--- What to work on ---
**1)** In the text on Kaitlyn Stubbs's crisis paintings, list the symbols of the crisis that it places around her apartment.
**2)** Reproduce the passage of the text on Kaitlyn Stubbs's crisis paintings starting with "In the painting" and going on through "the disease Covid-19.".

Kaitlyn Stubbs found her apartment surrounded by potent symbols of the crisis, now immortalized in the popular imagination. Each symbol features in these paintings. The “few blocks” surrounding her apartment include one of the most devastated hospitals of the period, Woodhull Medical Center. A block away to the right is the original Pfizer Building. Pfizer, of course, has helped to alleviate the crisis through their revolutionary mRNA vaccine. A 5G tower sprouts from her own building’s rooftop. Conspiracy theorists were quick to link the burgeoning internet technology with the outbreak.
The paintings assume, as part of their title, the date of the reference photograph. This invites the viewer to follow the progression of the crisis.
In the painting February 9, 2020 (5G Tower), a worm’s eye perspective of the artist’s building documents a street of haphazardly parked cars. No one is outside in what is a very populated, small area. Orthogonal lines direct the viewer’s gaze to the precipice of her monolithic building crowned by a 5G antennae. The side of the building, facing the picture, plane is windowless. A storm cloud shades the otherwise bright day.
On February 2nd the first known coronavirus patient dies outside of China. In two days from the 9th the W.H.O. officially names the disease Covid-19.
In April 8, 2020 (Clementines, Flowers, Floor / Pic from Hollis) A bird’s eye view of a still life sits above a checkered floor. The scene is domestic and meditative. By April 2nd, 10 million Americans had lost their jobs and over a million infections were documented worldwide.

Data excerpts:

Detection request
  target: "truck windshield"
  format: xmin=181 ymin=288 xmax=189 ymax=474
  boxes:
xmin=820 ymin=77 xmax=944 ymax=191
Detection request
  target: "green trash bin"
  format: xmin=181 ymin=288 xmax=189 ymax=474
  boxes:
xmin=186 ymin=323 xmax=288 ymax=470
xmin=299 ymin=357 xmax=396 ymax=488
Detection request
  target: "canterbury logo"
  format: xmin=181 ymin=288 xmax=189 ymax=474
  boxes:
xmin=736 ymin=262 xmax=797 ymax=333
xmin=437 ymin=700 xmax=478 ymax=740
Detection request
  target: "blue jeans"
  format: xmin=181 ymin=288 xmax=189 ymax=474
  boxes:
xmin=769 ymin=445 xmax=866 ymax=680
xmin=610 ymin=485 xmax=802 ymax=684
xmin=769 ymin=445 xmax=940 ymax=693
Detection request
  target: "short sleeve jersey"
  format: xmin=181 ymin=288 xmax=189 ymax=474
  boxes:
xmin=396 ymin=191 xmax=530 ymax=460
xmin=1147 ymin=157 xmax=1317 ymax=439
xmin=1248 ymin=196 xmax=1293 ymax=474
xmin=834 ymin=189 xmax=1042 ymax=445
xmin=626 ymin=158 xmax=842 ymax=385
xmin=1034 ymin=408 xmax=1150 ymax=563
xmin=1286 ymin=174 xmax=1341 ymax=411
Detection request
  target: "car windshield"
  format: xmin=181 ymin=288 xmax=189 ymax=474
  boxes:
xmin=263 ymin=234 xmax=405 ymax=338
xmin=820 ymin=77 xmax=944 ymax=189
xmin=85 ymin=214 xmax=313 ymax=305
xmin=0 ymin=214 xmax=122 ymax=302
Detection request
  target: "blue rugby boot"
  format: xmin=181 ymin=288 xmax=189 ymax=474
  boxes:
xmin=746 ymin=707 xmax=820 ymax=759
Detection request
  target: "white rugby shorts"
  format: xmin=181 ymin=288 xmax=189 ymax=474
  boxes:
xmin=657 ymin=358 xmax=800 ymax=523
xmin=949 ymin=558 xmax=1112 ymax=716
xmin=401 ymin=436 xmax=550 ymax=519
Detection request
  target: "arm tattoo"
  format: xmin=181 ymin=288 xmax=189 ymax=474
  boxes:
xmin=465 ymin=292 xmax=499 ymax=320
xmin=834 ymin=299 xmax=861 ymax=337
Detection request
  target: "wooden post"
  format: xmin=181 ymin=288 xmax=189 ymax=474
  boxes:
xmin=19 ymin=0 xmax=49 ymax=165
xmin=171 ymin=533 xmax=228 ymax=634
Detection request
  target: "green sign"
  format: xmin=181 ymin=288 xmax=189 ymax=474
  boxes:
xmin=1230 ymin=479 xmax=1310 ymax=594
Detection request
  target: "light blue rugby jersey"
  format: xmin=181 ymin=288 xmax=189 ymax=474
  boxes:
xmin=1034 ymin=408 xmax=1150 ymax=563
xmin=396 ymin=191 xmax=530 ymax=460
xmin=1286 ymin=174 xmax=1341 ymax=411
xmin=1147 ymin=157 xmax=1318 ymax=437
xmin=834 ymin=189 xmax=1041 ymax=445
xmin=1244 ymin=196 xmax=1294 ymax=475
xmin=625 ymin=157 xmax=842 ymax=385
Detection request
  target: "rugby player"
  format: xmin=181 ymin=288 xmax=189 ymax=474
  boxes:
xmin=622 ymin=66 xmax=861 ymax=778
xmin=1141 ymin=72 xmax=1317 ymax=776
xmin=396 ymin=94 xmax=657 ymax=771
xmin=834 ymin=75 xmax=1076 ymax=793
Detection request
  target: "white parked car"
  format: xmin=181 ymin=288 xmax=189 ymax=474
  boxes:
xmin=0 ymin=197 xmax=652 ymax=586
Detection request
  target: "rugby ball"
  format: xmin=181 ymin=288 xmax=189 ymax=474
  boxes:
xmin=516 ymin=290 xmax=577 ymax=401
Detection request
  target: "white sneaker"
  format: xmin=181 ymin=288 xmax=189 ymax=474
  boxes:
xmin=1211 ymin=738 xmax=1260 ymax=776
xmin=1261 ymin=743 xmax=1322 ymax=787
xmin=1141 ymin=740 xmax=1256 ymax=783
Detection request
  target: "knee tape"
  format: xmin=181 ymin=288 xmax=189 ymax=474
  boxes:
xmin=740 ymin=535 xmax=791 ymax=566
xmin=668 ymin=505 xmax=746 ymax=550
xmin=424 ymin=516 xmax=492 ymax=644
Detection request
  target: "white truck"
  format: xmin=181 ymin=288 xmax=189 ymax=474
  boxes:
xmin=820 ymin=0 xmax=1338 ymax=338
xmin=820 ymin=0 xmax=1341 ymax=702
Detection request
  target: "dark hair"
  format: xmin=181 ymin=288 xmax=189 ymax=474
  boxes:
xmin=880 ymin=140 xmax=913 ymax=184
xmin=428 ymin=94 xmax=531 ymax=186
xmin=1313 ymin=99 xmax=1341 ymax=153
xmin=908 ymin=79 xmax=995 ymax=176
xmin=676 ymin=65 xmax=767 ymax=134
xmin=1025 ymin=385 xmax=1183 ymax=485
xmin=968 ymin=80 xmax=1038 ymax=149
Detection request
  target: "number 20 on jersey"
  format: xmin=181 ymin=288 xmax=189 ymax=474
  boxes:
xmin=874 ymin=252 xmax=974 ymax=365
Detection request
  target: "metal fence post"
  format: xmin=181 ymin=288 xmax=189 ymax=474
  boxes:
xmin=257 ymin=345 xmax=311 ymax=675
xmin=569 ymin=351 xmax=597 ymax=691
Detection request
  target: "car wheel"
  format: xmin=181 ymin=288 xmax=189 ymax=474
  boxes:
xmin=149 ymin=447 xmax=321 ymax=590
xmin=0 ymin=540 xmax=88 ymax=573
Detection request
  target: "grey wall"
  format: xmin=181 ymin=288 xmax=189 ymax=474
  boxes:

--- Answers given ---
**1)**
- Woodhull Medical Center
- The original Pfizer Building
- A 5G tower on her own building's rooftop

**2)**
In the painting February 9, 2020 (5G Tower), a worm’s eye perspective of the artist’s building documents a street of haphazardly parked cars. No one is outside in what is a very populated, small area. Orthogonal lines direct the viewer’s gaze to the precipice of her monolithic building crowned by a 5G antennae. The side of the building, facing the picture, plane is windowless. A storm cloud shades the otherwise bright day.
On February 2nd the first known coronavirus patient dies outside of China. In two days from the 9th the W.H.O. officially names the disease Covid-19.